▽
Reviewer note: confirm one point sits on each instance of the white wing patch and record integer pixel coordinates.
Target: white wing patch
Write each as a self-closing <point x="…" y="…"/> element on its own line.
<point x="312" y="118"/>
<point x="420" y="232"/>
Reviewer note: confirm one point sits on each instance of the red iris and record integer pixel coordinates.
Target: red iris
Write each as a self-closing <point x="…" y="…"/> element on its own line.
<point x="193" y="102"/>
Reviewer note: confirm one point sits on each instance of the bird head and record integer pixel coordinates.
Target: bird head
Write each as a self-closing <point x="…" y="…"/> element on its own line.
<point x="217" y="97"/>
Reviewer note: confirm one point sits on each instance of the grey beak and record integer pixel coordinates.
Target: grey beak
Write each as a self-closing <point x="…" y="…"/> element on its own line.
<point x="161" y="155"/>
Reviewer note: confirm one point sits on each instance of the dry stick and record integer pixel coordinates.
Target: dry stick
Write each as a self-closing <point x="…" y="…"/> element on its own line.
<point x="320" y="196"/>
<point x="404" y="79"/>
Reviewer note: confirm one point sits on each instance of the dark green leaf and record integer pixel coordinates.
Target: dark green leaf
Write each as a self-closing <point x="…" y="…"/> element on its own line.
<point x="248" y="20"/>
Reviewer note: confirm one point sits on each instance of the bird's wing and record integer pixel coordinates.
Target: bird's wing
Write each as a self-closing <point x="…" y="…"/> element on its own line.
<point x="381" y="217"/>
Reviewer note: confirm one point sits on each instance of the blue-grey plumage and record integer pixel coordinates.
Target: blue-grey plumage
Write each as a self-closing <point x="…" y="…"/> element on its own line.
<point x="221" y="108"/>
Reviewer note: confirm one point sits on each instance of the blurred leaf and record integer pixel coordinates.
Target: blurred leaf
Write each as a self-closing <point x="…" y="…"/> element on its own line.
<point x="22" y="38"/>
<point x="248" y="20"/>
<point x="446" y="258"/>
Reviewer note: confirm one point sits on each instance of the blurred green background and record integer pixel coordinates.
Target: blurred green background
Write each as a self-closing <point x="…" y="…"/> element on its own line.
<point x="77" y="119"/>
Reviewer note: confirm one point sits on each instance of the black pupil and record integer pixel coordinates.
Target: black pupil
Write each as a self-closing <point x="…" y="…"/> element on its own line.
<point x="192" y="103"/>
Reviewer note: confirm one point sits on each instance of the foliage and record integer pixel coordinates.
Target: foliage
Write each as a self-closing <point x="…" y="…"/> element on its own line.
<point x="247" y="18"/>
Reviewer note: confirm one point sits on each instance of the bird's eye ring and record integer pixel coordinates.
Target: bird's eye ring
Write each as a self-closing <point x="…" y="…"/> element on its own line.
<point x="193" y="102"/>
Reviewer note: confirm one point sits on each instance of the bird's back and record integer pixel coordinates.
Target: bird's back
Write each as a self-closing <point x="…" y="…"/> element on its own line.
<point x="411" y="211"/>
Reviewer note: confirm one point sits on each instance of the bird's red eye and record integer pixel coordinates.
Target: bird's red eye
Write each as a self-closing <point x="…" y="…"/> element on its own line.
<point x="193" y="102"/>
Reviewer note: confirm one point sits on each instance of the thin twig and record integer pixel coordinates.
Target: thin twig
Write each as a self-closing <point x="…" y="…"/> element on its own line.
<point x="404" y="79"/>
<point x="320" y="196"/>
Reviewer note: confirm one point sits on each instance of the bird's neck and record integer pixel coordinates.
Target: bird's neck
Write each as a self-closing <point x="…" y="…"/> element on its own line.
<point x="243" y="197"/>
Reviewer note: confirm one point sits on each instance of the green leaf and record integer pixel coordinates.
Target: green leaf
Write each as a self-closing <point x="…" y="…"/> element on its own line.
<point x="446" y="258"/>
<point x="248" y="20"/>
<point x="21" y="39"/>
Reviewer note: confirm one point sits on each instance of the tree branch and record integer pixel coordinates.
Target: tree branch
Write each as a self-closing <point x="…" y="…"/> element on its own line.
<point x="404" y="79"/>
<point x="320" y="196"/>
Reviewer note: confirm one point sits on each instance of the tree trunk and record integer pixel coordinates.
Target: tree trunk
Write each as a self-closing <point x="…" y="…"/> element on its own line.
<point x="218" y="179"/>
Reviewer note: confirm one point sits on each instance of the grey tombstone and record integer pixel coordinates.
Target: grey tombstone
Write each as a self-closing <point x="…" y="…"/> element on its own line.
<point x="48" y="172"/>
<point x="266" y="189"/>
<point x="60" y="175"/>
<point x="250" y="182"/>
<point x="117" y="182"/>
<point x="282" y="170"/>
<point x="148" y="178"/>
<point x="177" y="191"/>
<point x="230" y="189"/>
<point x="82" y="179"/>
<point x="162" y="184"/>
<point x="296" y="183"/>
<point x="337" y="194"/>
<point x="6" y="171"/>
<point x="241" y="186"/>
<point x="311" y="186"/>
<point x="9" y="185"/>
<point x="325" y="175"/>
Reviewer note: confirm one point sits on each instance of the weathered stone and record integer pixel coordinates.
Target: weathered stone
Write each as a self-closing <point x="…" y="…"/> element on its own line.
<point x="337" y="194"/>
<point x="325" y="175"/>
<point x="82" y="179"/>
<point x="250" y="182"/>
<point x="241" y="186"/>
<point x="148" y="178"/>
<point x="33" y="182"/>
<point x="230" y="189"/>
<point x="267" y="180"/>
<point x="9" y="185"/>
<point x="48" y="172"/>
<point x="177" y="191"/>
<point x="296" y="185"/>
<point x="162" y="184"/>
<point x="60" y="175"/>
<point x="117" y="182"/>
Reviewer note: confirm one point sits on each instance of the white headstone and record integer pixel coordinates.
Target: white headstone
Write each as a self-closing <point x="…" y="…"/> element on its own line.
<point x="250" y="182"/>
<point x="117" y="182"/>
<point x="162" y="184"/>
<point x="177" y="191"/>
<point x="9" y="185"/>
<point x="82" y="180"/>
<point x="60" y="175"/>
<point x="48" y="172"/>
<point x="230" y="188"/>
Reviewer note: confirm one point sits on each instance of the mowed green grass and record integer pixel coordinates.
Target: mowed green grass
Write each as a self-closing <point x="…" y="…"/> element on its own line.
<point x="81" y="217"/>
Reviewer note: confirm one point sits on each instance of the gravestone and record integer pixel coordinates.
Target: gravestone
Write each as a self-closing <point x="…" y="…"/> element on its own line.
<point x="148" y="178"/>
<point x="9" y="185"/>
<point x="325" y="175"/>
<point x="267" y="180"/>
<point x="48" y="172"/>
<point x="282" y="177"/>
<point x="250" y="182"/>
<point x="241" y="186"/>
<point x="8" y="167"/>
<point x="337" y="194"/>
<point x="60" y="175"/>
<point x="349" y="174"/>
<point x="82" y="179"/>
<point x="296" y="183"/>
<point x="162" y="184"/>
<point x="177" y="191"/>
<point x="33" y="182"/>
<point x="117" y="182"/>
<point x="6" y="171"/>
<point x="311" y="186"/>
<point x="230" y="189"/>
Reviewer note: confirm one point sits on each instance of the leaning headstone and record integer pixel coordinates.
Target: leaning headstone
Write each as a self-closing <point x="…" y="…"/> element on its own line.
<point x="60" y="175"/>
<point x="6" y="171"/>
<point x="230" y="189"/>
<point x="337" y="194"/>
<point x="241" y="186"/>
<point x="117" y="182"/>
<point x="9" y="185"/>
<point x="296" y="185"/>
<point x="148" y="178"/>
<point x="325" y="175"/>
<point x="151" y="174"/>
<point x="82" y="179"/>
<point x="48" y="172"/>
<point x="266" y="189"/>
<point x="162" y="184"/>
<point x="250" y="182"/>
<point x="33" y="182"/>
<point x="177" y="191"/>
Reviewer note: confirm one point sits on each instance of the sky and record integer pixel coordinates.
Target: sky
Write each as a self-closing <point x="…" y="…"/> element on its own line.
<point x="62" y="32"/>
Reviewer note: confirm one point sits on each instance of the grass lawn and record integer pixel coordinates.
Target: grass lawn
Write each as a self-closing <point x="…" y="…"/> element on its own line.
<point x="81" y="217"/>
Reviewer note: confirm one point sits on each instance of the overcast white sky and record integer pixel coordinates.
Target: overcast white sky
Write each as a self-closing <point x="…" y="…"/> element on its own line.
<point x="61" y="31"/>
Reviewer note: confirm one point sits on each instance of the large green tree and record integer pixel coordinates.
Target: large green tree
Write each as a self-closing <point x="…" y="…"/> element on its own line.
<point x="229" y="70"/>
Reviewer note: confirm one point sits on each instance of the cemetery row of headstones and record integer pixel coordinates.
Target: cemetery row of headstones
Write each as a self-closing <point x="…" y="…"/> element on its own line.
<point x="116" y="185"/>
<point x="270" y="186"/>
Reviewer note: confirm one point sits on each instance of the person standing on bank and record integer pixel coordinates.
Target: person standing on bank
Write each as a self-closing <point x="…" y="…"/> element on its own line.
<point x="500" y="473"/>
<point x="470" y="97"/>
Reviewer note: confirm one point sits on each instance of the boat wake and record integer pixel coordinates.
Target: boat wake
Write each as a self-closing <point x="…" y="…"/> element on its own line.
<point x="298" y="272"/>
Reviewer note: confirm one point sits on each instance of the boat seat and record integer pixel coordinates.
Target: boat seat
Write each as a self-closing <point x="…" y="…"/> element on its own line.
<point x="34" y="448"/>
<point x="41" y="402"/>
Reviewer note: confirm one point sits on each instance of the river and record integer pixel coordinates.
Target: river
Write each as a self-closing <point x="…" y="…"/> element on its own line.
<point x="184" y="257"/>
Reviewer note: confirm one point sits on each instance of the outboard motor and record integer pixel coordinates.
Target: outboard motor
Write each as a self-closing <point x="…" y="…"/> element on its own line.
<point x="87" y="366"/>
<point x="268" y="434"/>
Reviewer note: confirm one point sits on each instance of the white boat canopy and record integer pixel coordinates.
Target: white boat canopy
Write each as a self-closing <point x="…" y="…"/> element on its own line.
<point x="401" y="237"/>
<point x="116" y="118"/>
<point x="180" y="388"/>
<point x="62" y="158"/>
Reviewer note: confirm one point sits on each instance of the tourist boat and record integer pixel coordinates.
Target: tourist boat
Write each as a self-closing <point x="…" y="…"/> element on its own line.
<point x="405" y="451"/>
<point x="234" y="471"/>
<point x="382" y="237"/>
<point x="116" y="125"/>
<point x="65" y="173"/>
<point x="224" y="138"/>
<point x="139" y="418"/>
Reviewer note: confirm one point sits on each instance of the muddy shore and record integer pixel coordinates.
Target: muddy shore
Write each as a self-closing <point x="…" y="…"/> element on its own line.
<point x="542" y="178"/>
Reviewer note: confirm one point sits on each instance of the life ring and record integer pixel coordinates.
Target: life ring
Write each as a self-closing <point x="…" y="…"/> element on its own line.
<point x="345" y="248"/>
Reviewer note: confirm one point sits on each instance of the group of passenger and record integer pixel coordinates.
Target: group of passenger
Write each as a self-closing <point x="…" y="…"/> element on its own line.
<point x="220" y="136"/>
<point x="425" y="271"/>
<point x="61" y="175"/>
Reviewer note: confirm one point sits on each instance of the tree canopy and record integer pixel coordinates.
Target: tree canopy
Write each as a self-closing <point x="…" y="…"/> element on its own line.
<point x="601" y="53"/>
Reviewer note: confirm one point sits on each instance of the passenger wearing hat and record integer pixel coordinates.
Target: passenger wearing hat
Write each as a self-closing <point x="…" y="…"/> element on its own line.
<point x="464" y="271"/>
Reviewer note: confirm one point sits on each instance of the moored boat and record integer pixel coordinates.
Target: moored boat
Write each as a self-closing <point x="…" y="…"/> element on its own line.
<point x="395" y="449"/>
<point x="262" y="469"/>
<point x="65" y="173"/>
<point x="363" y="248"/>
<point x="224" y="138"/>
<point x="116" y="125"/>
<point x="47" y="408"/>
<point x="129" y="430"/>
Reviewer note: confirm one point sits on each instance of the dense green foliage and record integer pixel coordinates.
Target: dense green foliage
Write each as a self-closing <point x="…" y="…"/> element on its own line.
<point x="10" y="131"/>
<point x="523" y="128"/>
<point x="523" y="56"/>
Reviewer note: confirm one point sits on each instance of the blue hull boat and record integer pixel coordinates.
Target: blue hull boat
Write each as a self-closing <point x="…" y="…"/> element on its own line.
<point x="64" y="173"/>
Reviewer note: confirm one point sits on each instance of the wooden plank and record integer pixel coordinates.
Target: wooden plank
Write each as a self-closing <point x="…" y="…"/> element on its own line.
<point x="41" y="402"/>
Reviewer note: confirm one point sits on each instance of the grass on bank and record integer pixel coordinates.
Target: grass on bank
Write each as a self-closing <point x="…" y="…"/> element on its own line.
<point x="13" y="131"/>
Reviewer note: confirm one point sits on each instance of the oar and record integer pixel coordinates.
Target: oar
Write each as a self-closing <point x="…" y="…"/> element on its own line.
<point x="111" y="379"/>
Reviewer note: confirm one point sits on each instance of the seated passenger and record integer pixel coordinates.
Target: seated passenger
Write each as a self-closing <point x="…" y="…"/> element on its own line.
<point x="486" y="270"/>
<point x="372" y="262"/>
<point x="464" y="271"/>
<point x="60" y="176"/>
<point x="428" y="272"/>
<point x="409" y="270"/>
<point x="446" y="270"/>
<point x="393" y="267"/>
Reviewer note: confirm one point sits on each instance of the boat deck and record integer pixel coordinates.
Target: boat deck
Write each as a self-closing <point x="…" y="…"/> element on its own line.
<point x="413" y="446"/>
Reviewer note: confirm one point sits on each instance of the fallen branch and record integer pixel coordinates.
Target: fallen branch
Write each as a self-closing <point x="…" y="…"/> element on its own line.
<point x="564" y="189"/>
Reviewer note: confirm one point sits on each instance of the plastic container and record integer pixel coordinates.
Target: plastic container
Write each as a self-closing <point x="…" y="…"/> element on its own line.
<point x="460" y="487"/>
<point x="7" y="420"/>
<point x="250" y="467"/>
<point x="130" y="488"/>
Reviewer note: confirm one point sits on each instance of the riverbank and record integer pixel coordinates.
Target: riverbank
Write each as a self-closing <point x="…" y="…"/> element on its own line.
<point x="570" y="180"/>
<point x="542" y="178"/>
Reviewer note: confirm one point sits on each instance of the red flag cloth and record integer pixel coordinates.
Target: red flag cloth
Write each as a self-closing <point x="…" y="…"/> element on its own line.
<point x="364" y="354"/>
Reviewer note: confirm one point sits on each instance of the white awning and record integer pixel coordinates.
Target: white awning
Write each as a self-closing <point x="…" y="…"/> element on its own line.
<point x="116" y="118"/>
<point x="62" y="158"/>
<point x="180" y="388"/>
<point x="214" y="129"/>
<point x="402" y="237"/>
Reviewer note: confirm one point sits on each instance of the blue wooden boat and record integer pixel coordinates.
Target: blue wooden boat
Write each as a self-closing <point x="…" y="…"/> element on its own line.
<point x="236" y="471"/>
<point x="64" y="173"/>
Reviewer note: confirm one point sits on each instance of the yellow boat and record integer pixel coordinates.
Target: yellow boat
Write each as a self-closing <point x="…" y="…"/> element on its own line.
△
_WHAT IS REQUIRED:_ Edit the part of the items that opens with the line containing "awning and record integer pixel coordinates." and runs through the end of the items, replacing every "yellow boat" with "orange boat" and leaving everything else unchanged. Give back only those lines.

_TASK RESULT:_
Reviewer note: confirm one point sits on each instance of the white awning and record integer pixel coordinates.
Target: white awning
Write each as a self-closing <point x="…" y="…"/> element on its own line.
<point x="116" y="118"/>
<point x="62" y="158"/>
<point x="180" y="388"/>
<point x="214" y="129"/>
<point x="402" y="237"/>
Reviewer note: confirm one point sits on each instance of the blue wooden boat and record integer pixel coordinates.
Target: blue wooden boat
Write each as a self-closing <point x="…" y="…"/> element on its own line.
<point x="236" y="471"/>
<point x="64" y="173"/>
Reviewer note: confirm one point sits on each instance of the orange boat and record integer pixel coordinates.
Target: orange boat
Write each as a self-closing <point x="…" y="…"/> element on its own line.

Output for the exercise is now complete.